Object position labeling rows:
- - - - - - -
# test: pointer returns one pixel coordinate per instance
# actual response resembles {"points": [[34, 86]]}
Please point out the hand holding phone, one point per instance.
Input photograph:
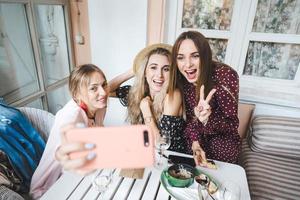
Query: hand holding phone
{"points": [[116, 147]]}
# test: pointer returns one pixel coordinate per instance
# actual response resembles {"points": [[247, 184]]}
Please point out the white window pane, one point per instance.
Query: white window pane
{"points": [[277, 16], [218, 48], [35, 104], [58, 98], [207, 14], [17, 65], [272, 60], [53, 42]]}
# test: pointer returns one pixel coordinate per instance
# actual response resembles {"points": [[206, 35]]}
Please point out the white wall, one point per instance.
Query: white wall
{"points": [[118, 31]]}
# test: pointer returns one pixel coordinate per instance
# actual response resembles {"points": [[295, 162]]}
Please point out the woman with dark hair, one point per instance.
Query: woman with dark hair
{"points": [[210, 92], [89, 90]]}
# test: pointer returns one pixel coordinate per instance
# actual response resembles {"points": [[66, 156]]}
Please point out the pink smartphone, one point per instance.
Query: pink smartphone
{"points": [[116, 147]]}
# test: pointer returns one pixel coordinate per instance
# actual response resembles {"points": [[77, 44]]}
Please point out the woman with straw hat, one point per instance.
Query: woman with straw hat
{"points": [[148, 99]]}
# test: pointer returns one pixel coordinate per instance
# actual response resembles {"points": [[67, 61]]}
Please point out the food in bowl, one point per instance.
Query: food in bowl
{"points": [[180, 175], [206, 182]]}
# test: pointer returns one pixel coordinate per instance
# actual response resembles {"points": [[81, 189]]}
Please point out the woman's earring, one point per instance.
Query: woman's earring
{"points": [[83, 106]]}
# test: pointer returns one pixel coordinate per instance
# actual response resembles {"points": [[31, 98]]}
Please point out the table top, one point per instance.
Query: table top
{"points": [[72, 186]]}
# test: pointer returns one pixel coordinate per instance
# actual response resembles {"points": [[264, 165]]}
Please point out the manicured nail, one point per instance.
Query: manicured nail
{"points": [[91, 156], [80, 125], [89, 146]]}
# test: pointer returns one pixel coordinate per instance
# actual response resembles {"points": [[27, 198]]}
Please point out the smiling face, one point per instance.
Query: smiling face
{"points": [[188, 60], [94, 94], [157, 73]]}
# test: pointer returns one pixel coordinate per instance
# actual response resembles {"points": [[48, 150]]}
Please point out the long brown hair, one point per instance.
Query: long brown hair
{"points": [[140, 89], [206, 64]]}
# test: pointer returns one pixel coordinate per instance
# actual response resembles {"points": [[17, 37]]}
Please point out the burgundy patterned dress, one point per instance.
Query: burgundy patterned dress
{"points": [[219, 137]]}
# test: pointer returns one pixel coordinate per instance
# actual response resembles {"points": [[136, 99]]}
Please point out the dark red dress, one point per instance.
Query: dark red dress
{"points": [[219, 137]]}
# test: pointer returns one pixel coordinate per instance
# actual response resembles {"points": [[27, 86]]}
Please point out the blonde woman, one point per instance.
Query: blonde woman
{"points": [[148, 99], [89, 90]]}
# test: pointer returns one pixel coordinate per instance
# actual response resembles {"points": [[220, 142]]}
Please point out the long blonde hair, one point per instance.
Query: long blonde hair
{"points": [[140, 89]]}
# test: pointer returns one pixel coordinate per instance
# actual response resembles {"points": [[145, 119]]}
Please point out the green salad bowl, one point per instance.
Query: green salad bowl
{"points": [[180, 175]]}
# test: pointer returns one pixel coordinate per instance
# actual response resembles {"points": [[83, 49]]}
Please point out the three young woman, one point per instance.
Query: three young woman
{"points": [[210, 93]]}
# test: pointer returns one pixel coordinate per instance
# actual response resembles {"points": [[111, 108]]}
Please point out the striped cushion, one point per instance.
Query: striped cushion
- - - - - - -
Report every line of the rows above that contains the string "wall", copying each line in full. Case counts.

Please point out the white wall, one point per instance.
Query: white wall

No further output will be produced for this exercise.